[EXCERPTED RECORDS start]

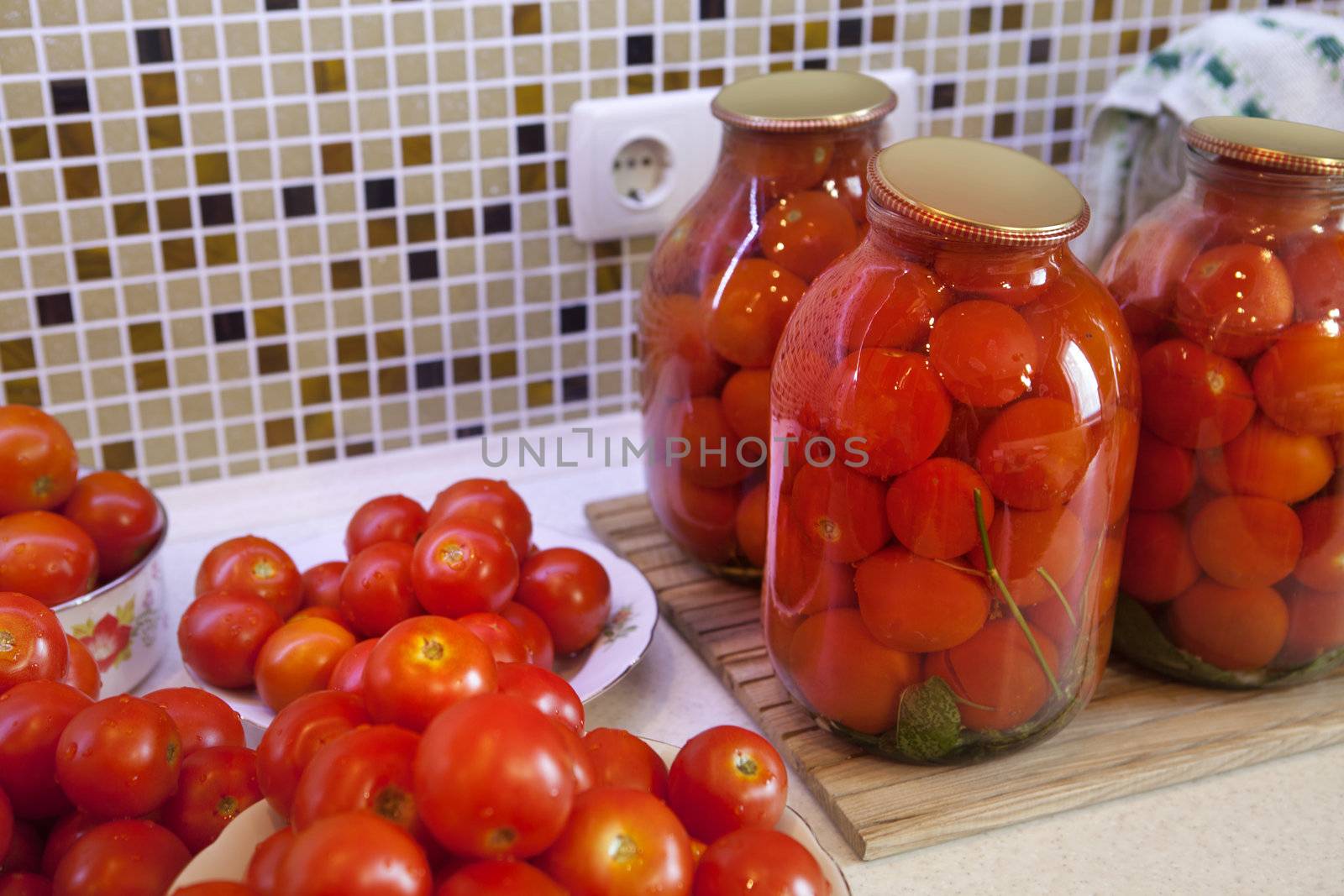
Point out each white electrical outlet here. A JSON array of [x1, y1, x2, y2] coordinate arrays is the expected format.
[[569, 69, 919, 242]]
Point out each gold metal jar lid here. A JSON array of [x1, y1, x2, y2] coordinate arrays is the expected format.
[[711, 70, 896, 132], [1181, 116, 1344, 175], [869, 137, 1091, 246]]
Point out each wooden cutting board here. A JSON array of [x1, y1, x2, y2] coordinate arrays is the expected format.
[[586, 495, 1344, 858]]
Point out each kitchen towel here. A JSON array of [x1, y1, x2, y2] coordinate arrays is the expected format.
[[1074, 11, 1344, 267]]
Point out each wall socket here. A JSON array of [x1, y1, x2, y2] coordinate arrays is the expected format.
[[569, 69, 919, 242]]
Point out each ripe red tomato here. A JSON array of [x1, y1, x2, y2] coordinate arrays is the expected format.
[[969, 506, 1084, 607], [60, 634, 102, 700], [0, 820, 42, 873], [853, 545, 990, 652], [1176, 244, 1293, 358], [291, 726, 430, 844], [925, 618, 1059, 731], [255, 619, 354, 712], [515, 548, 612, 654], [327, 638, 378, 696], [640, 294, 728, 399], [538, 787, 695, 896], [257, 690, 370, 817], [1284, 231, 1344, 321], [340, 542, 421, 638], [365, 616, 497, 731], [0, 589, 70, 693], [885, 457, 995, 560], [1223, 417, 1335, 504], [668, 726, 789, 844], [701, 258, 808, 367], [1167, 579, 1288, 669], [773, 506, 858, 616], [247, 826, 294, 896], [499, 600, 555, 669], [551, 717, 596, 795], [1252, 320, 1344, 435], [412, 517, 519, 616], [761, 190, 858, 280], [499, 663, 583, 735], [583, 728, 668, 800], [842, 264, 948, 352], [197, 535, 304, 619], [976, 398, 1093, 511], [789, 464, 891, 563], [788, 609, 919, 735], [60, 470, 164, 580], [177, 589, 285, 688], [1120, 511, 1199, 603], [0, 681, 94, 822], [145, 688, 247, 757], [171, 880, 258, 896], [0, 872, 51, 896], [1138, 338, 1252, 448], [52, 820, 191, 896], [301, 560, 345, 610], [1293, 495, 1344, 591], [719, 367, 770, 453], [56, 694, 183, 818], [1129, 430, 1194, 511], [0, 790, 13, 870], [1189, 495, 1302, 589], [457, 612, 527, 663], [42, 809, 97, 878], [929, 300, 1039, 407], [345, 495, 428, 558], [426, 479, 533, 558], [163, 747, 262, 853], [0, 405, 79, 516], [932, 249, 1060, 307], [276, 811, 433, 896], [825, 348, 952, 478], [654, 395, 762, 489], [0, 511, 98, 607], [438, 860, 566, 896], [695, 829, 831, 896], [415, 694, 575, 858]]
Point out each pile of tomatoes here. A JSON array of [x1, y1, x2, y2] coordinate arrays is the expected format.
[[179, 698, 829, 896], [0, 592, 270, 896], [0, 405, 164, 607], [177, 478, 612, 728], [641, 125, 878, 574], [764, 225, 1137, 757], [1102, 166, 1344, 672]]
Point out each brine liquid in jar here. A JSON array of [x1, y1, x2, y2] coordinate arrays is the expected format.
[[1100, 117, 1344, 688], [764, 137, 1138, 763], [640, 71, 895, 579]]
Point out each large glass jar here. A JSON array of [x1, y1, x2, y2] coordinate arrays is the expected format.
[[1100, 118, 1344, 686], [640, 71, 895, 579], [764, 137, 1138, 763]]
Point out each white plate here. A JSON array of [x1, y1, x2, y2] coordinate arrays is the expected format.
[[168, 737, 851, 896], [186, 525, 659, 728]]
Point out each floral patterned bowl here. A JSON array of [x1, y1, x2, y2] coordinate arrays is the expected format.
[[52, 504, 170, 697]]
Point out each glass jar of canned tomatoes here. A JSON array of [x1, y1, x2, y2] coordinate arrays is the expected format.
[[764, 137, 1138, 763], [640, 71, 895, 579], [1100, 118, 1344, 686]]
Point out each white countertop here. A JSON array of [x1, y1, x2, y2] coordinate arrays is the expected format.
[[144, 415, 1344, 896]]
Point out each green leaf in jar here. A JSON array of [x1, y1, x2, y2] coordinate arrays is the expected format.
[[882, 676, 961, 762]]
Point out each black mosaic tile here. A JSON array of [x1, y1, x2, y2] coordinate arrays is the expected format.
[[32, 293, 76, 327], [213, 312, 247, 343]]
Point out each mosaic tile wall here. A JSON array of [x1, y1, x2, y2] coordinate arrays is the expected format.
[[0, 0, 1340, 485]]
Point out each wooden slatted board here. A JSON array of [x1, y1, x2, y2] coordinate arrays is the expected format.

[EXCERPTED RECORDS end]

INSTRUCTIONS FOR THE TASK. Turn the entries between the line containing "Point out each large" and the line containing "137, 1138, 763]]", inclusive, into a Markdown table with the columns Row and Line, leaving out blank lines.

ANSWER IN FULL.
| Row | Line |
|---|---|
| 1 | Point out each large glass jar here. A JSON array of [x1, y1, x2, y2] coordinate arrays is the expected format. |
| 2 | [[1100, 118, 1344, 686], [640, 71, 895, 579], [764, 137, 1138, 763]] |